## [Task to carry out]
Find every line below with the word "snow" in it, and copy each one.

(Supplied information)

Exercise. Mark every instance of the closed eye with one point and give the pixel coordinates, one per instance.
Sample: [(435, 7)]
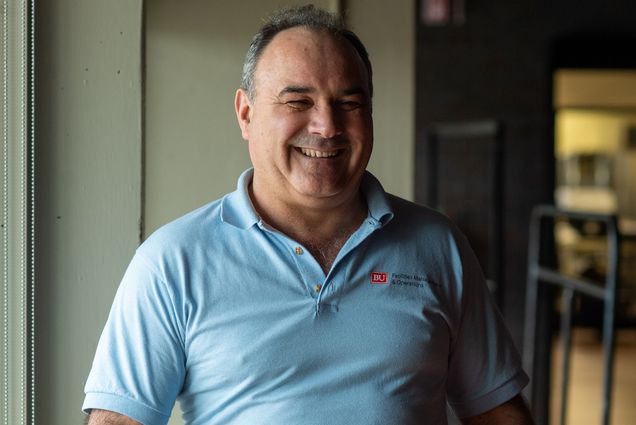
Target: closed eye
[(299, 104), (349, 105)]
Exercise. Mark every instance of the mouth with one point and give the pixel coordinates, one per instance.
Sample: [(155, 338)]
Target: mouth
[(312, 153)]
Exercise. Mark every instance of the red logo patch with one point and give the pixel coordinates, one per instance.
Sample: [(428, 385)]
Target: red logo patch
[(379, 278)]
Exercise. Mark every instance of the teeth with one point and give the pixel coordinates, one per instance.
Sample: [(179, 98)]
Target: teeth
[(318, 154)]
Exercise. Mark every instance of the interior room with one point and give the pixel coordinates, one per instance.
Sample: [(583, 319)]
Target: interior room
[(119, 117)]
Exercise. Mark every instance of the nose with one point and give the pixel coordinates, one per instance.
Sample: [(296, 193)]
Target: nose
[(325, 122)]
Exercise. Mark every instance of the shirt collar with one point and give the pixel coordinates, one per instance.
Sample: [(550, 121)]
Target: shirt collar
[(237, 208)]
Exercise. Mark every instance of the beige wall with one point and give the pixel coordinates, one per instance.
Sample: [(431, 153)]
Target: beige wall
[(95, 187), (88, 171)]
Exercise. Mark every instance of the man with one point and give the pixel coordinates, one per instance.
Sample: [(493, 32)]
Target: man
[(309, 295)]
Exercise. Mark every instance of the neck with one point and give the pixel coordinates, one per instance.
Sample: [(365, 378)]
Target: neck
[(322, 229)]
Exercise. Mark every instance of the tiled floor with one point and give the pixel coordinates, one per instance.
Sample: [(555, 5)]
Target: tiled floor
[(584, 401)]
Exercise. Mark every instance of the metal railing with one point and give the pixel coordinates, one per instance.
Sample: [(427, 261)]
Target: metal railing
[(541, 274)]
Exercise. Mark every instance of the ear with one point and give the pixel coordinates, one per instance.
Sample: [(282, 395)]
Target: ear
[(243, 109)]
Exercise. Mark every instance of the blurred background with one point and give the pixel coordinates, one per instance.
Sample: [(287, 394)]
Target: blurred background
[(482, 110)]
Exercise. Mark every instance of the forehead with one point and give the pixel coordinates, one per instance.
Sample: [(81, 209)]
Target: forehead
[(306, 57)]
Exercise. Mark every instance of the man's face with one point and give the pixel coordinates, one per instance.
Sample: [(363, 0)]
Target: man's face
[(309, 125)]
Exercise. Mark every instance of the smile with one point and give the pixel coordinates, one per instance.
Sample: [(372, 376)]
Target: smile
[(319, 154)]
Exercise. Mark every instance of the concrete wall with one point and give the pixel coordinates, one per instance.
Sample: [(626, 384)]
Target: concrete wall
[(112, 165), (88, 185)]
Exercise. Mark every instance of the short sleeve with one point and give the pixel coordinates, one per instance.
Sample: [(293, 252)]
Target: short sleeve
[(139, 365), (484, 367)]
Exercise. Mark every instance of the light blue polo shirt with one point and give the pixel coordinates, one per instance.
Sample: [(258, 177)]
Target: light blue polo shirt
[(240, 324)]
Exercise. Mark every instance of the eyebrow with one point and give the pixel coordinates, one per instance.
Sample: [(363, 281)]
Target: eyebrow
[(305, 89)]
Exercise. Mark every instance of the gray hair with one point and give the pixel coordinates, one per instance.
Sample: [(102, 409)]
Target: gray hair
[(304, 16)]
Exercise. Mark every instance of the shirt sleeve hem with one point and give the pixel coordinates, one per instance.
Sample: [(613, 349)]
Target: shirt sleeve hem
[(492, 399), (123, 406)]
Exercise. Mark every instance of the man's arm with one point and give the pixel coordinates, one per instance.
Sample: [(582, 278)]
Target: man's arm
[(106, 417), (512, 412)]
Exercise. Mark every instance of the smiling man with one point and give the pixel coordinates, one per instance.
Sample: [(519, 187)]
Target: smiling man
[(309, 295)]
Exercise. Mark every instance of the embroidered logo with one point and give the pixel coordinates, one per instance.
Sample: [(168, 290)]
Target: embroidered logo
[(379, 278)]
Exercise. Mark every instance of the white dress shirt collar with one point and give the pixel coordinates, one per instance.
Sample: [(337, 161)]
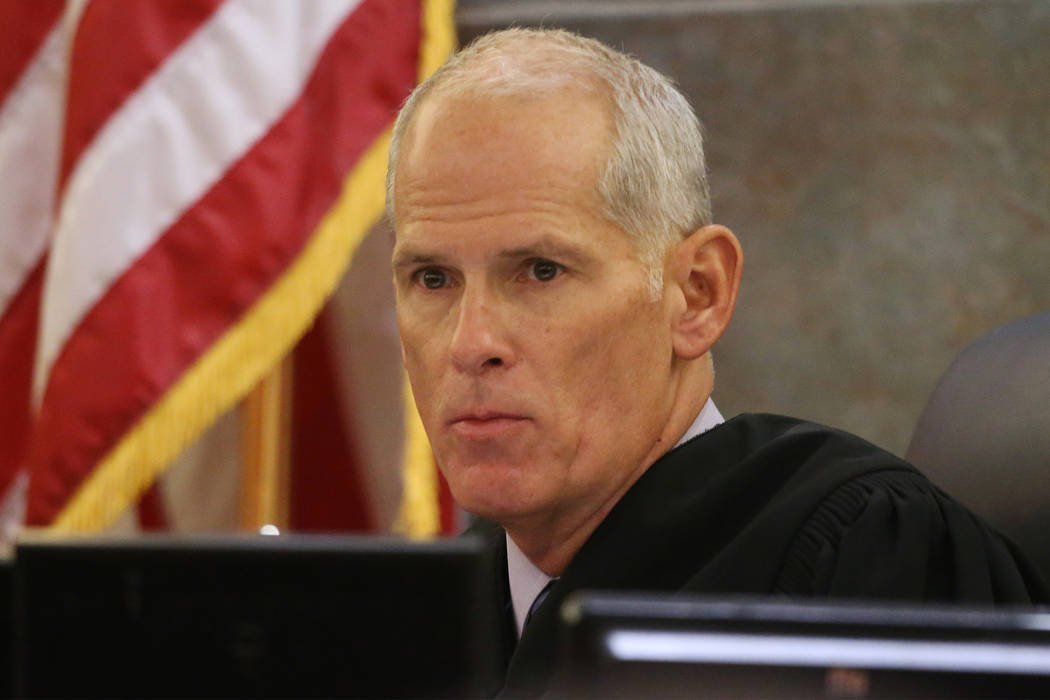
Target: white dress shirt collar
[(527, 579)]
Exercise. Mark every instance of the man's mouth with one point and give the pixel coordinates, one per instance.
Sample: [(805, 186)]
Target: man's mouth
[(486, 424)]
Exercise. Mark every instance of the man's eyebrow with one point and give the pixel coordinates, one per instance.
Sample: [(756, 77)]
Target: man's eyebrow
[(547, 248), (407, 257)]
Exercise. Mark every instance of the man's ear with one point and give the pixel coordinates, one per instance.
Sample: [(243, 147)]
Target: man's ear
[(706, 271)]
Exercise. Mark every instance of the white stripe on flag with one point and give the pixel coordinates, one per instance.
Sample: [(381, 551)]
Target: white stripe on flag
[(214, 97), (30, 131)]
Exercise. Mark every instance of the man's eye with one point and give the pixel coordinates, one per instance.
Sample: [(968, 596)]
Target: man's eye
[(544, 271), (432, 278)]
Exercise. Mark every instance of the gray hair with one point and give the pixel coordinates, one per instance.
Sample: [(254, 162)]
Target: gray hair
[(654, 183)]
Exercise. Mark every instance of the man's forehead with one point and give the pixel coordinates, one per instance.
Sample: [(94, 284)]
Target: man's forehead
[(553, 124)]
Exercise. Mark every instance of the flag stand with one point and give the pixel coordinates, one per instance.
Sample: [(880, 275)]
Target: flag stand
[(266, 417)]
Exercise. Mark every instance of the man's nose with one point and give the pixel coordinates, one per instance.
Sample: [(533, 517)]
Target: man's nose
[(479, 340)]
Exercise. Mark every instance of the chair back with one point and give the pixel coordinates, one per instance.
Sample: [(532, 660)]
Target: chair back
[(984, 436)]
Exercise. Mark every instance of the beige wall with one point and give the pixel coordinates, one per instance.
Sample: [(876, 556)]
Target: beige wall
[(886, 166)]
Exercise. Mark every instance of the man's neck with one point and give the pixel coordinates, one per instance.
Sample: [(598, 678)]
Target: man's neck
[(527, 579), (551, 543)]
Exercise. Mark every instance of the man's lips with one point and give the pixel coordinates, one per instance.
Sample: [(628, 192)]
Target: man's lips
[(486, 424)]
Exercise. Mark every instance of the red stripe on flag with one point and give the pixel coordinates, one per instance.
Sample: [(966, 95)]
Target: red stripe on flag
[(18, 342), (118, 45), (222, 255), (23, 27), (327, 490), (446, 506)]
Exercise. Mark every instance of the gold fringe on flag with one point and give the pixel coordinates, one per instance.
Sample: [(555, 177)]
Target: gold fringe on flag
[(234, 364), (420, 513)]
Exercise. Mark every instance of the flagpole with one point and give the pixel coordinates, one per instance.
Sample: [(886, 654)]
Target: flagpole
[(266, 450)]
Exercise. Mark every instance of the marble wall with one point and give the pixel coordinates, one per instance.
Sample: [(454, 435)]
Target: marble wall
[(886, 166)]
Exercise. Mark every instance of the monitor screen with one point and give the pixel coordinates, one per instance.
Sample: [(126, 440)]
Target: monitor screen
[(285, 616), (623, 645)]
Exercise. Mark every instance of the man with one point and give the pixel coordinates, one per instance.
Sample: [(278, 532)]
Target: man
[(560, 285)]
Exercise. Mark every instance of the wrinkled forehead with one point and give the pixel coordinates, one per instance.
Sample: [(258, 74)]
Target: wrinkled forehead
[(504, 142)]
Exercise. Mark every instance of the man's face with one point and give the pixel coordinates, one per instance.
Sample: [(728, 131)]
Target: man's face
[(541, 366)]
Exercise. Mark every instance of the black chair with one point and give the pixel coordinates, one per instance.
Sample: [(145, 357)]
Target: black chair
[(985, 435)]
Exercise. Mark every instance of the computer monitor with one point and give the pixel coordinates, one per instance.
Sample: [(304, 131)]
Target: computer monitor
[(285, 616), (663, 645)]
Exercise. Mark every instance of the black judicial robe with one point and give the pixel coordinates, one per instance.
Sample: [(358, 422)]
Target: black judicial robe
[(772, 505)]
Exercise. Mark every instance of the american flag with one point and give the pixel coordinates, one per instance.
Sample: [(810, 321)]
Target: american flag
[(182, 186)]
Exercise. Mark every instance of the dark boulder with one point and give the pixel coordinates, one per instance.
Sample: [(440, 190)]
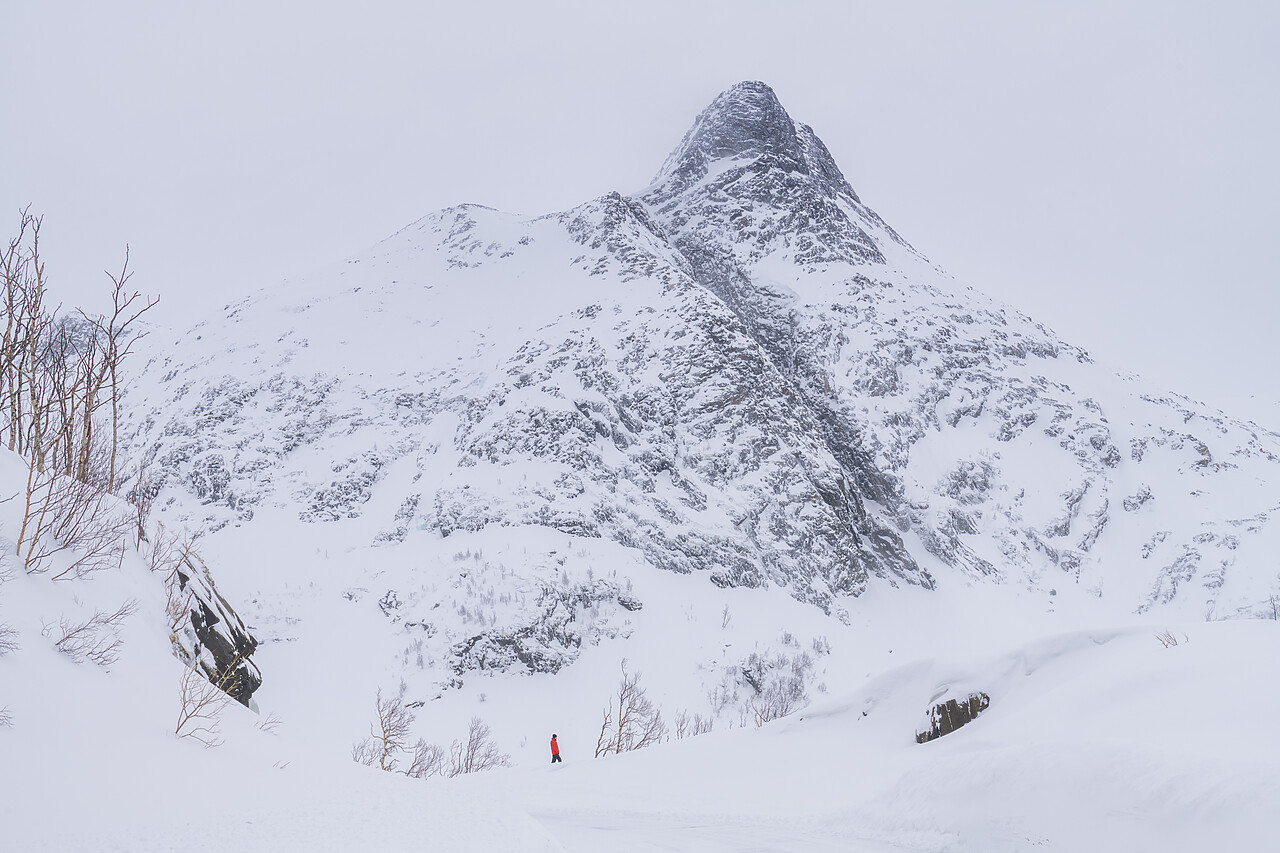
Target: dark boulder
[(947, 716)]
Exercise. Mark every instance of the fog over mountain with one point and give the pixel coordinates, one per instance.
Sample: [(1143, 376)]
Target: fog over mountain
[(792, 542)]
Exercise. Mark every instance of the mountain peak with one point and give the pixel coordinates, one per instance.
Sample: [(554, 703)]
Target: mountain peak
[(744, 122)]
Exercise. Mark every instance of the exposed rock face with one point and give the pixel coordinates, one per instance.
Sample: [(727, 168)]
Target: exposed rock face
[(214, 637), (947, 716)]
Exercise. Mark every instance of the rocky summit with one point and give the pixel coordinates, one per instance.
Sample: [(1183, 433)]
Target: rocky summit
[(739, 372)]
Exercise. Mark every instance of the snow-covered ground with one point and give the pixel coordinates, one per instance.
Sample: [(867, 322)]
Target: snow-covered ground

(End Supplied information)

## [Response area]
Exercise. Mark every instance of the snow-covered ground with one point and give the pixel coordinates, one per instance.
Target: snow-covered ground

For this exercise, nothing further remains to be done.